## SOURCE TEXT
Social Media-Tightening the Reins

Appellants have sought judicial intervention making Aadhar authentication mandatory for all social media accounts. Is this the right step to stop fake news/ incitement of hate or a pretext for muzzling opinion? 

Background

The popularity of social media platforms has transformed them from frivolous ‘chat rooms’ into opinion influencers with ‘flash crowding’ powers. Indians are taking to social media in a big way- 300 million on Whatsapp, 270 million on Facebook and 34 million on Twitter, and counting. With 160 million new smartphones purchased in 2018 by Indians, the user base is predicted to expand exponentially making social media indeed a very powerful tool for mass opinion.

The Information Technology Act, 2000 regulates the internet in India. The aim of the Act is to “deliver and facilitate lawful electronic, digital, and online transactions, and mitigate cyber-crimes”. The current version does not impose any kind of conditionality or restriction on an individual user for joining social media groups.

## ENTRIES SHOWN
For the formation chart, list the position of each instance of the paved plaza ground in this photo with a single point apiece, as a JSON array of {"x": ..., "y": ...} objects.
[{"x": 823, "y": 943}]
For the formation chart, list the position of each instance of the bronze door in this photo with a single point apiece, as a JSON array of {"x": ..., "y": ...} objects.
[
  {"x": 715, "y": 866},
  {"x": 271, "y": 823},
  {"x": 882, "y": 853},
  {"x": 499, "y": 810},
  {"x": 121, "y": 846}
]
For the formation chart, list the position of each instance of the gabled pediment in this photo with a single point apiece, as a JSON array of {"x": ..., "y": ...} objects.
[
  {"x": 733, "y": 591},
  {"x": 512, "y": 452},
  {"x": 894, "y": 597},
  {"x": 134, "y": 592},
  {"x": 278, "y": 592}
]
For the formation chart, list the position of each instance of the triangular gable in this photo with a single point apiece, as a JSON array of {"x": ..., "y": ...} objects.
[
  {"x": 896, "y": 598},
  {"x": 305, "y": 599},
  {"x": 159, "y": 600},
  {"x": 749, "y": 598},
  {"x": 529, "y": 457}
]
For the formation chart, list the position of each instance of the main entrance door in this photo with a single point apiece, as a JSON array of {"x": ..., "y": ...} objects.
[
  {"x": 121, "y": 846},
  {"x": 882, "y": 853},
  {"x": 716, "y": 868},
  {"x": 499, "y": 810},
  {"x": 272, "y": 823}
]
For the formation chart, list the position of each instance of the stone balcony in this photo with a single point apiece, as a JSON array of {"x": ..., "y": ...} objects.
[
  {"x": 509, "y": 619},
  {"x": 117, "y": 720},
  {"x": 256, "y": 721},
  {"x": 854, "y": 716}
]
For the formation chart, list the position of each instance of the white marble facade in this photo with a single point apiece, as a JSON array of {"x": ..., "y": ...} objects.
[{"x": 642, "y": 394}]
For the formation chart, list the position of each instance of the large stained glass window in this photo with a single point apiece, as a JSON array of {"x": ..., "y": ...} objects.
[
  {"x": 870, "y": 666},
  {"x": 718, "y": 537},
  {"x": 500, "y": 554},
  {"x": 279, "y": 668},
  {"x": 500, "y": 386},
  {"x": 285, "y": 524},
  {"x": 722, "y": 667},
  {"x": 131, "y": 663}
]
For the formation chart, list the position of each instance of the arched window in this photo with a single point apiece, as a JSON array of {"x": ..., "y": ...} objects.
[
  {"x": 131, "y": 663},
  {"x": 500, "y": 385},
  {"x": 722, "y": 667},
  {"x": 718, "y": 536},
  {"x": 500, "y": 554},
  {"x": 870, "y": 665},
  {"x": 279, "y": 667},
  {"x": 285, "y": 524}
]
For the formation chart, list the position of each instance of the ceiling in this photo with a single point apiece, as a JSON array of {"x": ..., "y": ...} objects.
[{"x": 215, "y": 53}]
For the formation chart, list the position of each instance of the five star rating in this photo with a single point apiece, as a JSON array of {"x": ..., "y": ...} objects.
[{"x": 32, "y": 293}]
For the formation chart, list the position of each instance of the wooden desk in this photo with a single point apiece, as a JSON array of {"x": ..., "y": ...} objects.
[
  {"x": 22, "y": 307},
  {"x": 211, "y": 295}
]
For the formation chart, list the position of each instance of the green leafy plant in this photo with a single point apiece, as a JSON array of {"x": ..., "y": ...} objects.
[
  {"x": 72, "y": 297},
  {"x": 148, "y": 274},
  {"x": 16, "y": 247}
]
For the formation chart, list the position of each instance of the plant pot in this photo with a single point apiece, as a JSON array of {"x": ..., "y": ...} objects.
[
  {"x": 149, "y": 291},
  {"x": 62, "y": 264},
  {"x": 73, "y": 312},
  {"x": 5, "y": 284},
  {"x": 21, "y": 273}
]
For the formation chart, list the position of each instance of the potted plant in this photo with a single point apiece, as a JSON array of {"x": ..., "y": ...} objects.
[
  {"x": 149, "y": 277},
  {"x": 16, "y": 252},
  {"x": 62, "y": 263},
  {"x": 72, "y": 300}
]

## EXERCISE DIRECTIONS
Return the social media article's wording from "Social Media-Tightening the" to "for muzzling opinion?", copied word for word. The records are separate from the social media article.

## COMPLETED EXERCISE
Social Media-Tightening the Reins

Appellants have sought judicial intervention making Aadhar authentication mandatory for all social media accounts. Is this the right step to stop fake news/ incitement of hate or a pretext for muzzling opinion?